- _TEXT SECTION_

**********

Hmm...this sounds good too. I will try it! Although Dobby does get walked more than once a day...I believe it will work. I know this issue can be corrected, I just felt like I was doing it all wrong. Thanks Natalie! I will get back to you :smile:


----------



## schtuffy (May 17, 2010)

xellil said:


> When i first got Rebel, he was hyperreactive to everything - when a dog walked by outside, he would go so berserk I would have rugs thrown up on the walls, furniture knocked over, and he would be frothing at the mouth and literally vibrating he would be so upset.
> 
> I took the easy and lazy way out - I closed the curtains.
> 
> Have you tried walking with the other dogs? I have found that can cure alot of ills. Don't let them interact, just walk with each other.


Sheesh...I put curtains up for this precise reason. This dog of mine knows how to part them. He can sense them through closed blinds. He's...out to get them!! 

Walking with them sounds like a plan...I will see what I can do, thanks!!


----------



## DaneMama (Jun 27, 2008)

Well, the soothing/coddling could be reinforcing his reaction. Attention from you = reward to him. So I wouldn't continue doing this even if he is upset and worked up. And since it doesn't seem to help anyways, so its not really working. 

Taking more control over his environment is the first step...don't let him act like a crazy man by NOT allowing him in the areas he does it in. It sounds like a behavior chain, and breaking that chain (not allowing him access to a particular spot) will cause him stress, but thats really the only way to combat this. 

Let me know how it goes!


----------

**********

[Dataset entries]

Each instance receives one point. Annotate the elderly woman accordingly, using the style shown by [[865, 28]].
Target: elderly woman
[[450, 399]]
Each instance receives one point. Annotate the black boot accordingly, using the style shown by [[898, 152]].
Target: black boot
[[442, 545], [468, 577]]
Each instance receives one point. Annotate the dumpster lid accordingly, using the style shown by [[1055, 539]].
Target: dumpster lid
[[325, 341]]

**********

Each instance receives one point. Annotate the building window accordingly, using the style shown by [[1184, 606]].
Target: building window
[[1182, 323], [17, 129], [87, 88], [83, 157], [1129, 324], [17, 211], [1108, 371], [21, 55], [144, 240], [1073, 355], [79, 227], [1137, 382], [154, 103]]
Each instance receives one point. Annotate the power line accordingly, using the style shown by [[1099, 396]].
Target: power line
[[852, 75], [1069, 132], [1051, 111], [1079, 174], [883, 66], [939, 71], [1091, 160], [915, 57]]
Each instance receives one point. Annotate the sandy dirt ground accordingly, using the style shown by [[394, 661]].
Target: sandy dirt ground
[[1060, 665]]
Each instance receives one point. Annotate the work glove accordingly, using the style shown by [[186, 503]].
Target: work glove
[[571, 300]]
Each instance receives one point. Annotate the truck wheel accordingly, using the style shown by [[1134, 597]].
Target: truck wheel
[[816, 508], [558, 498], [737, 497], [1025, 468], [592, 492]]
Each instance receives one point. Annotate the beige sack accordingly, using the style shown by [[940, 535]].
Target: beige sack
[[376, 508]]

**********

- _REQUIRED TASKS_
a. In the forum thread, what did xellil do about Rebel's reaction to dogs walking by outside?
b. Update the records from the line containing "Each instance receives one point. Annotate the sandy" through the line containing "[[571, 300]]", changing "work glove" to "leather glove". Give only those lines.

- _RESPONSES_
a. Closed the curtains.

b.
Each instance receives one point. Annotate the sandy dirt ground accordingly, using the style shown by [[394, 661]].
Target: sandy dirt ground
[[1060, 665]]
Each instance receives one point. Annotate the leather glove accordingly, using the style shown by [[186, 503]].
Target: leather glove
[[571, 300]]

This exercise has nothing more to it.